SOURCE TEXT –

## START

Avoid Many Clips per Recording

Although having numerous annotated clips may seem beneficial, especially for training ML models, the number of clips can sometimes be misleading. Annotating many clips from the same recording may not provide fully independent examples as they share a common background. Therefore, the number of clips may not immediately reflect the dataset size. Whenever possible, it's preferable to have a few clips from many different recordings than numerous clips from a few recordings.

Selecting an adequate clip duration

Choosing the right clip duration for the annotation task is a pivotal decision. A thoughtful selection should consider the goals of annotation, how annotators will create annotations, and ultimately, how the annotations will be utilized. If there are specific sounds to annotate, ensure the clip duration is longer than the typical duration of those sounds. This ensures the entire sound is encompassed, providing a sufficient buffer. Annotators will only have access to the audio clip and recording metadata, so it's vital to ensure the audio clip contains enough content for correct interpretation. Clips that are too short may be challenging to understand, while overly long clips may become tedious to annotate. Lastly, if the intention is to use annotations for training an ML model, consider the model's training requirements and input expectations.

## END

CHALLENGES –
[1] Extract every line of the entries below that contains the word "books".
[2] Continue the guidance on annotating audio clips above, starting after its final sentence.

RECORDS FOR THE TASK –
## START

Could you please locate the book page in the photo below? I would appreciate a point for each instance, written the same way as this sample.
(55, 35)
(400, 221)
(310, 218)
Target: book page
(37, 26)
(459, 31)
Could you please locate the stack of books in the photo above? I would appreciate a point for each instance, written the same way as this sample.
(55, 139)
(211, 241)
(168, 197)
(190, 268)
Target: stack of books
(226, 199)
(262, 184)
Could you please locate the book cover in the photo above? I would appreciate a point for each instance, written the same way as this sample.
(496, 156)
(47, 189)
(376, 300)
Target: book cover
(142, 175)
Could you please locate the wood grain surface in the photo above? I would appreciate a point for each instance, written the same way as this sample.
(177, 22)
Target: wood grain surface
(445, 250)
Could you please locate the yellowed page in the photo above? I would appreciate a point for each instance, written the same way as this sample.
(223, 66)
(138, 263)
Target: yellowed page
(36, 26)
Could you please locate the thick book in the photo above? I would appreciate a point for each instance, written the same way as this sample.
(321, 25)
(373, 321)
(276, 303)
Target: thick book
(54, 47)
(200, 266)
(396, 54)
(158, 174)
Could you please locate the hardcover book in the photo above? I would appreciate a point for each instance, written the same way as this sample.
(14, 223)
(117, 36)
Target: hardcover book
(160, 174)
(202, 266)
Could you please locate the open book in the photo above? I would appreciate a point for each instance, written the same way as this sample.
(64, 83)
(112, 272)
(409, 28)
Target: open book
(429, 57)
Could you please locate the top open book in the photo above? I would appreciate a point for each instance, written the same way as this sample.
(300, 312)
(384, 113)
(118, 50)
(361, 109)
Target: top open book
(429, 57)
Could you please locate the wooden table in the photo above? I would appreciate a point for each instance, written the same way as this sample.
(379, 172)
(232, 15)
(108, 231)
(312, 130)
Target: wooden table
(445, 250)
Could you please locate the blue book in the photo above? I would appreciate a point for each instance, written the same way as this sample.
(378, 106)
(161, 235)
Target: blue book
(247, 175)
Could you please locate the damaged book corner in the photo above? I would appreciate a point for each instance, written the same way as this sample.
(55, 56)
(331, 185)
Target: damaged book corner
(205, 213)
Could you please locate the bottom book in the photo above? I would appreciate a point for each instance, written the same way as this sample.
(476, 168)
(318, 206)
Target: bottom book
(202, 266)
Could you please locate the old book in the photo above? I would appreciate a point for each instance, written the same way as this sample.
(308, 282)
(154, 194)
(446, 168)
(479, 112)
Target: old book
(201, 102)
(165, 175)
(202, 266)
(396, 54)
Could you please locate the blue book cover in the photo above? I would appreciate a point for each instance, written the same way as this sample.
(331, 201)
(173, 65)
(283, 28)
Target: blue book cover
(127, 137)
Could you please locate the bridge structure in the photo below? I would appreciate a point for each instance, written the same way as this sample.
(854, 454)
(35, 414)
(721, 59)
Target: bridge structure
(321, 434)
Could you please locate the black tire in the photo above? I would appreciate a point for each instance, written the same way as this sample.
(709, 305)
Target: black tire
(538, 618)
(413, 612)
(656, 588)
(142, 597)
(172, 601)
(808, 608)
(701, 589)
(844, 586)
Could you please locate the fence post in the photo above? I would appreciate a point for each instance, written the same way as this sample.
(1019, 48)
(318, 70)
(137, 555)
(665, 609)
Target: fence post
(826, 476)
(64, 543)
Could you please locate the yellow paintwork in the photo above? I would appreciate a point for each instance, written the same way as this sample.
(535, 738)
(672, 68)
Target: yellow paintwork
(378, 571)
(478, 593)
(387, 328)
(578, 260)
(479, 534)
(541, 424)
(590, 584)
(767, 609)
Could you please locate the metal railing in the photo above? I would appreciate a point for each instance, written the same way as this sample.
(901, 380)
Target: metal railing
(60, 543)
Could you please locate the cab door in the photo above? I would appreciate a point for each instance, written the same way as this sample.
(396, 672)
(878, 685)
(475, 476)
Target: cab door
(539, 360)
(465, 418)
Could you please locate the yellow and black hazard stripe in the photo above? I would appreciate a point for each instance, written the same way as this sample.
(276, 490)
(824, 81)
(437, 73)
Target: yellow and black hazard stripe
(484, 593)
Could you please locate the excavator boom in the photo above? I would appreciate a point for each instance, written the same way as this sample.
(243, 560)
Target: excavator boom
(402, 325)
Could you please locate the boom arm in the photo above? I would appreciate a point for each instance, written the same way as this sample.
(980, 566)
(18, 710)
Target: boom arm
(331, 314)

## END

RESPONSES –
[1]
Could you please locate the stack of books in the photo above? I would appreciate a point for each instance, written the same way as this sample.
Target: stack of books

[2]
Annotating a Clip

When you're ready to start annotating, click on the "Annotate" button in the navigation header. This action will open the annotation interface, as illustrated in the image below.

Clip Annotation

In this interface, you'll encounter one annotation task at a time, featuring the spectrogram of the corresponding clip and controls for adding annotations. The primary annotation workflow involves reviewing the spectrogram, adding annotations, and marking the task as done, in need of review, or verified.

Verified status

It's common to conduct a second review of the annotations for accuracy. Whombat facilitates this by offering a "verified" status. This status indicates that the annotations were initially completed and subsequently verified independently.

Now, let's explore each section of the interface in more detail.

At the top, you'll find an Annotation Progress bar (labeled A in the image) that provides information about the progress of annotation. This includes the annotation instructions, progress monitoring, and task navigation. To move to the next or previous task, use the arrows at the extremes of the bar.

Work on a subset of tasks

Utilize the filter menu to focus on a specific subset of annotation tasks. This feature is beneficial for team collaboration, allowing tasks to be distributed based on filtering conditions. For instance, one annotator may exclusively work on tasks associated with source recordings tagged as "Country:Mexico," while another focuses on those tagged with "Country:Costa Rica." This approach ensures annotators concentrate on priority tasks that require annotation.

Reviewing the Task Status

At the top right (labeled B), you'll find the Annotation Status of the current viewed task. If another annotator has marked the task as complete, in need of review, or verified, it will appear here as a badge. Clicking on the badge allows you to remove that status if necessary. The buttons on the right enable you to assign the corresponding status to the task.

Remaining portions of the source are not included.